== Exercise requirements ==
All entries are to be given again verbatim.
-- Input records follows --
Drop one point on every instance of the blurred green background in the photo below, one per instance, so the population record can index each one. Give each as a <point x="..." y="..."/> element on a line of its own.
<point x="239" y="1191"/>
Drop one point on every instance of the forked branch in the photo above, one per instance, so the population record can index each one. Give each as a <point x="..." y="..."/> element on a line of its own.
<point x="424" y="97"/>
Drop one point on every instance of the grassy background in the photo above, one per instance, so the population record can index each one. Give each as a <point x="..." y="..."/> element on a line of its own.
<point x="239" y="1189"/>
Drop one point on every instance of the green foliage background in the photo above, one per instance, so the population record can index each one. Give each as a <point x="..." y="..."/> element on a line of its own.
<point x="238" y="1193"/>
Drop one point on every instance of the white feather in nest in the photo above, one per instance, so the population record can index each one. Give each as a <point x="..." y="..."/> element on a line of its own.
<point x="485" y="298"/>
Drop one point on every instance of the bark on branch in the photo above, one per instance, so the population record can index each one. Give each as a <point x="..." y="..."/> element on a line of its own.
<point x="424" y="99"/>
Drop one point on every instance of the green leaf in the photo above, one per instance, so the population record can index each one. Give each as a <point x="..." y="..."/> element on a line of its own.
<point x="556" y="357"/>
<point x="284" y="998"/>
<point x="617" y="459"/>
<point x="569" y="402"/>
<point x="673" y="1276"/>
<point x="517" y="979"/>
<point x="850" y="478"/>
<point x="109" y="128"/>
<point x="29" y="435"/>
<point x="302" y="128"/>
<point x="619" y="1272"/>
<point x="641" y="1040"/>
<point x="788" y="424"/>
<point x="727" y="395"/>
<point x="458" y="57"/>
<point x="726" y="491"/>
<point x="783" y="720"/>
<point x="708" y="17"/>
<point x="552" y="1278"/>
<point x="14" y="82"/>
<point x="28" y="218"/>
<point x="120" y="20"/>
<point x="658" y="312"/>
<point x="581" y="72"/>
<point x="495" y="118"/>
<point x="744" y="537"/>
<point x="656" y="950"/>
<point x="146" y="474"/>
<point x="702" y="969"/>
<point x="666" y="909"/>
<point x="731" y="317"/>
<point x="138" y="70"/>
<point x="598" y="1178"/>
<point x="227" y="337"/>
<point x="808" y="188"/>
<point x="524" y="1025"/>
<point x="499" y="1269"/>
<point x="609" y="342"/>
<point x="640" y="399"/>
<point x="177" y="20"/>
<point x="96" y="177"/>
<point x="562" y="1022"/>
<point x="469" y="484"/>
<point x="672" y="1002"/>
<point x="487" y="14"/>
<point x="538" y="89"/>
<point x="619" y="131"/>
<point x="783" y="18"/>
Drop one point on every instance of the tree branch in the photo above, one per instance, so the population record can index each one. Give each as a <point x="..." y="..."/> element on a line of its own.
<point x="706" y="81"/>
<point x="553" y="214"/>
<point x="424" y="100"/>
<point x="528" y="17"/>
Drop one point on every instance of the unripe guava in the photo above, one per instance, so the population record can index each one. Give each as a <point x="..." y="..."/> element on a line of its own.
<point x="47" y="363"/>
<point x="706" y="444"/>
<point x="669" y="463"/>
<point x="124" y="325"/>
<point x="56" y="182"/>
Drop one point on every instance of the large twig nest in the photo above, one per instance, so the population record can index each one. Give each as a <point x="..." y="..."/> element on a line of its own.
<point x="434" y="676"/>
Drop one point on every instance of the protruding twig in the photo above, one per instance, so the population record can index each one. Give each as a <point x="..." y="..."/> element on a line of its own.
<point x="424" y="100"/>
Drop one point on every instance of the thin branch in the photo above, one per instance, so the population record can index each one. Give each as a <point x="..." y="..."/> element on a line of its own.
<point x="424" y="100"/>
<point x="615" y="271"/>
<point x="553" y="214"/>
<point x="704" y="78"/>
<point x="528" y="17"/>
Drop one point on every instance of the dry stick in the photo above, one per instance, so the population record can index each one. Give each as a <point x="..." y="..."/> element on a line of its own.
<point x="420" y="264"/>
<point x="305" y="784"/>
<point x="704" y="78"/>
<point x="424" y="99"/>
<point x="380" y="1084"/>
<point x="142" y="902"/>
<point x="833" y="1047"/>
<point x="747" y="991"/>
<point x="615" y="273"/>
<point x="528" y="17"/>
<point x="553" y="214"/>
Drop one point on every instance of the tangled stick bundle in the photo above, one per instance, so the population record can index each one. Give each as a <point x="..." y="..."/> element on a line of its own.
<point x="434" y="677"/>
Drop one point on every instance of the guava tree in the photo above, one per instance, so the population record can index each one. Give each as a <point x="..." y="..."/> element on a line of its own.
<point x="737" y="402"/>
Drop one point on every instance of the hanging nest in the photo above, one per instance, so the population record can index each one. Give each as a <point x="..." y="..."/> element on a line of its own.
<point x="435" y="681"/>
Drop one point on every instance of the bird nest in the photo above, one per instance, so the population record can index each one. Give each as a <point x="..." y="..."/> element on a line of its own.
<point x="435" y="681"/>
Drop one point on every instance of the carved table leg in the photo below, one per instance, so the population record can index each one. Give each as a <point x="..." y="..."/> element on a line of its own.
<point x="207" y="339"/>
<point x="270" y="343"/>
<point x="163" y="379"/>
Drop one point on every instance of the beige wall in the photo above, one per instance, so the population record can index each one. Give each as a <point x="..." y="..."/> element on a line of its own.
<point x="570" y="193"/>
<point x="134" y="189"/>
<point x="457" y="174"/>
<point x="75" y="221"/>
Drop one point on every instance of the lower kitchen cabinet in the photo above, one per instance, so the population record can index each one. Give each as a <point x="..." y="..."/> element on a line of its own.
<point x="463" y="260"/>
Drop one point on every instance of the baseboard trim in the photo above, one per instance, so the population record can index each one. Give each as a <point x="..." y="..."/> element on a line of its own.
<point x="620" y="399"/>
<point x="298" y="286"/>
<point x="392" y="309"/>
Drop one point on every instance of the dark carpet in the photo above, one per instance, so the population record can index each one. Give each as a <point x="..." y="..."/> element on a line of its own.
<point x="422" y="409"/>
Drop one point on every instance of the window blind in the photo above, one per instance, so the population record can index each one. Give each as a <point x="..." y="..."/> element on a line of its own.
-- Input records concluded --
== Exercise output ==
Drop one point on every instance of the blurred green background in the photo below, one per instance, so the population record can index each one. Give each as a <point x="..." y="..."/> element on a line of its own.
<point x="239" y="1191"/>
Drop one point on every instance of the forked branch in the photo above, one per instance, so the population record can index each one. Give each as a <point x="..." y="..."/> element on a line of its own.
<point x="424" y="97"/>
Drop one point on every instance of the grassy background in the photo above, one per instance, so the population record can index each one. Give each as a <point x="..." y="..."/> element on a line of its own.
<point x="239" y="1189"/>
Drop one point on every instance of the green foliage background in the photo above, one per instance, so the population record can index each one. Give each as a <point x="..." y="..."/> element on a line of its own.
<point x="238" y="1193"/>
Drop one point on every instance of the white feather in nest in the photo above, one per instance, so the population record can index each one. Give each as a <point x="..." y="..."/> element on a line of its own.
<point x="485" y="298"/>
Drop one point on every instance of the bark on branch in the photo above, one per instance, so the population record can index each one. Give each as a <point x="..." y="..."/> element on a line of its own.
<point x="424" y="99"/>
Drop one point on every instance of the green leaf in the photo above, one per instance, so the population record can index each one. Give each as a <point x="..." y="..."/> element on a line of its own.
<point x="556" y="357"/>
<point x="284" y="998"/>
<point x="617" y="459"/>
<point x="569" y="402"/>
<point x="673" y="1276"/>
<point x="517" y="979"/>
<point x="850" y="478"/>
<point x="109" y="128"/>
<point x="29" y="435"/>
<point x="302" y="128"/>
<point x="619" y="1272"/>
<point x="641" y="1040"/>
<point x="788" y="424"/>
<point x="727" y="395"/>
<point x="458" y="57"/>
<point x="726" y="491"/>
<point x="783" y="720"/>
<point x="708" y="17"/>
<point x="552" y="1278"/>
<point x="14" y="82"/>
<point x="28" y="218"/>
<point x="120" y="20"/>
<point x="658" y="312"/>
<point x="581" y="72"/>
<point x="495" y="118"/>
<point x="744" y="537"/>
<point x="656" y="950"/>
<point x="146" y="474"/>
<point x="702" y="969"/>
<point x="666" y="909"/>
<point x="731" y="317"/>
<point x="138" y="70"/>
<point x="598" y="1178"/>
<point x="227" y="337"/>
<point x="808" y="188"/>
<point x="524" y="1025"/>
<point x="499" y="1269"/>
<point x="609" y="342"/>
<point x="640" y="399"/>
<point x="177" y="20"/>
<point x="96" y="177"/>
<point x="562" y="1022"/>
<point x="469" y="484"/>
<point x="672" y="1002"/>
<point x="487" y="14"/>
<point x="538" y="89"/>
<point x="619" y="131"/>
<point x="783" y="18"/>
Drop one point on every instance of the tree branch in the photo above, one per instance, so the population record can index each one. Give each as a <point x="..." y="..."/> element on a line of its own.
<point x="706" y="81"/>
<point x="553" y="214"/>
<point x="424" y="100"/>
<point x="528" y="17"/>
Drop one point on every instance of the unripe guava in the photo above, one per instance, so the population record can index each one. Give each as a <point x="..." y="..."/> element on a line of its own.
<point x="47" y="363"/>
<point x="706" y="444"/>
<point x="669" y="463"/>
<point x="124" y="325"/>
<point x="56" y="182"/>
Drop one point on every instance of the large twig nest in the photo above, one per instance, so the population record can index each one. Give each as a <point x="..." y="..."/> element on a line of its own.
<point x="434" y="676"/>
Drop one point on every instance of the protruding twig in the photo above, one per instance, so the population record can index each one. Give each as a <point x="..." y="..."/> element on a line of its own.
<point x="424" y="100"/>
Drop one point on every instance of the thin branch in the photo above, one per instance, so the population record can index each one. Give each as a <point x="..." y="..."/> element on a line of its own.
<point x="424" y="100"/>
<point x="615" y="271"/>
<point x="553" y="214"/>
<point x="704" y="78"/>
<point x="528" y="17"/>
Drop one point on every instance of the dry stick in the photo above, one per instance, so the population record can index each one. Give each as a <point x="..." y="..."/> element on a line of its own.
<point x="420" y="264"/>
<point x="305" y="784"/>
<point x="704" y="78"/>
<point x="424" y="99"/>
<point x="380" y="1084"/>
<point x="142" y="902"/>
<point x="833" y="1047"/>
<point x="747" y="991"/>
<point x="615" y="273"/>
<point x="528" y="17"/>
<point x="553" y="214"/>
Drop one point on every instance of the tangled stick bundle in the photo above, one per instance, so the population record can index each one. Give each as a <point x="..." y="..."/> element on a line of its own.
<point x="434" y="677"/>
Drop one point on every instance of the guava tree in the photo above, one per instance, so the population record can index each one. Give each as a <point x="..." y="..."/> element on a line of its own.
<point x="737" y="402"/>
Drop one point on every instance of the hanging nest in the photo above, one per instance, so the population record can index each one. Give each as a <point x="..." y="..."/> element on a line of its own.
<point x="435" y="681"/>
Drop one point on every instance of the bird nest in the photo above, one per instance, so the population record can index each one. Give each as a <point x="..." y="..."/> element on a line of its own.
<point x="435" y="681"/>
Drop one point on every instance of the carved table leg in the photo below, one per instance, so the population record can index each one. Give each as a <point x="..." y="..."/> element on a line of its own.
<point x="207" y="339"/>
<point x="270" y="343"/>
<point x="163" y="379"/>
Drop one point on every instance of the beige wall in the photo above, one per instance, so the population record can index each one. Give each as a <point x="..." y="..."/> element on a line of its own.
<point x="570" y="193"/>
<point x="134" y="189"/>
<point x="457" y="174"/>
<point x="75" y="221"/>
Drop one point on every instance of the lower kitchen cabinet in the photo above, one per instance, so the population record can index each one. Give each as a <point x="..." y="..."/> element on a line of its own.
<point x="463" y="260"/>
Drop one point on every instance of the baseboard trim in the photo above, one per instance, so the population record can index each one. Give each as a <point x="..." y="..."/> element on a line of its own.
<point x="620" y="399"/>
<point x="298" y="286"/>
<point x="392" y="309"/>
Drop one point on every instance of the dark carpet in the photo above, one per instance, so the population record can index each one. Give each as a <point x="..." y="..."/> element on a line of its own.
<point x="422" y="409"/>
Drop one point on every instance of the window blind in the photo above, one per instance, so the population record can index each one. Give each as a <point x="..." y="..."/> element on a line of its own.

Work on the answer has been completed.